Text provided ::
Hydrates better than Water
Don’t get us wrong, water is good for you(duh), but milk can be even better after a workout.
Research shows that milk is one of the best beverages for hydration, even better than water or sports drinks. Researchers credit milk’s natural electrolytes, carbohydrates, and protein for its effectiveness.
Seven healthy men exercised to dehydration three different times and then drank fat-free milk, a carbohydrate-based sports drink or water. The research team found that the fat-free milk replenishes lost electrolytes and helped them rehydrate more effectively compared to water or sports drinks — in part due to milk’s natural protein and other essential nutrients (1).
Researchers developed a beverage hydration index, comparing the hydration effect of 13 beverages among 72 healthy, physically active men, and they found fat-free and full-fat milk were among the top-ranked beverages with fat-free milk being ranked first. Both types of milk improved hydration status and kept the men hydrated longer compared to other beverages including water and a sports drink. Researchers attributed milk’s beneficial hydration effect to the combination of its macronutrient and electrolyte levels (2).

What this exercise asks ::
• A. Which components of milk does the milk hydration text credit for its effectiveness, in the sentence beginning "Researchers credit milk's"?
• B. Answer these questions from the milk hydration text:
(i) How many men exercised to dehydration and then drank fat-free milk, a sports drink or water?
(ii) How many beverages did the beverage hydration index compare?
(iii) Which beverage ranked first on that index?
The entries after the milk hydration text are separate material and are unrelated to it.

Data under study ::
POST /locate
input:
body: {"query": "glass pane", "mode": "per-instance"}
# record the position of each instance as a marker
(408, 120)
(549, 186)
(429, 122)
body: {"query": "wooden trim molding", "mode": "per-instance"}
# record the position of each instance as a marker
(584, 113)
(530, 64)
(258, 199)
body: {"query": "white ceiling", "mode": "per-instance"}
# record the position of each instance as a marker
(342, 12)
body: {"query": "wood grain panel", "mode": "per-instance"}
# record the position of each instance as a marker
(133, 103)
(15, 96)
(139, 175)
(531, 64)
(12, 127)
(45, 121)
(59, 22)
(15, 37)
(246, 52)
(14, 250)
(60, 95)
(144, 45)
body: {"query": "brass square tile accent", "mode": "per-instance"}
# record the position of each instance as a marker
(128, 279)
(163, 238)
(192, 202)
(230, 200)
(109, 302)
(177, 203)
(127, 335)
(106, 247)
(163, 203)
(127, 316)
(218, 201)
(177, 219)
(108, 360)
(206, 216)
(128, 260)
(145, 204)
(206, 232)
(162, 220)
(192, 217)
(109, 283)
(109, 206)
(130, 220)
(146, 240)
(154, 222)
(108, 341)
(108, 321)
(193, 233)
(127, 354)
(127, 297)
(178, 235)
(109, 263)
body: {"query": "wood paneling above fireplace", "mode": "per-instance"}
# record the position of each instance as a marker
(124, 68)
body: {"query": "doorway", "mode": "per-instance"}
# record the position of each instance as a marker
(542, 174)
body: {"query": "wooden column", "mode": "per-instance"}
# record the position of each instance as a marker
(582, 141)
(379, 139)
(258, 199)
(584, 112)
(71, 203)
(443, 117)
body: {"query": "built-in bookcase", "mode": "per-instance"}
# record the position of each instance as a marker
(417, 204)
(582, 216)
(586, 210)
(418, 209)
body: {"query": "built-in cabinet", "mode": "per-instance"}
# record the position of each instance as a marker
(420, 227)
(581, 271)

Expected results ::
• A. Natural electrolytes, carbohydrates, and protein.

• B.
(i) Seven.
(ii) 13.
(iii) Fat-free milk.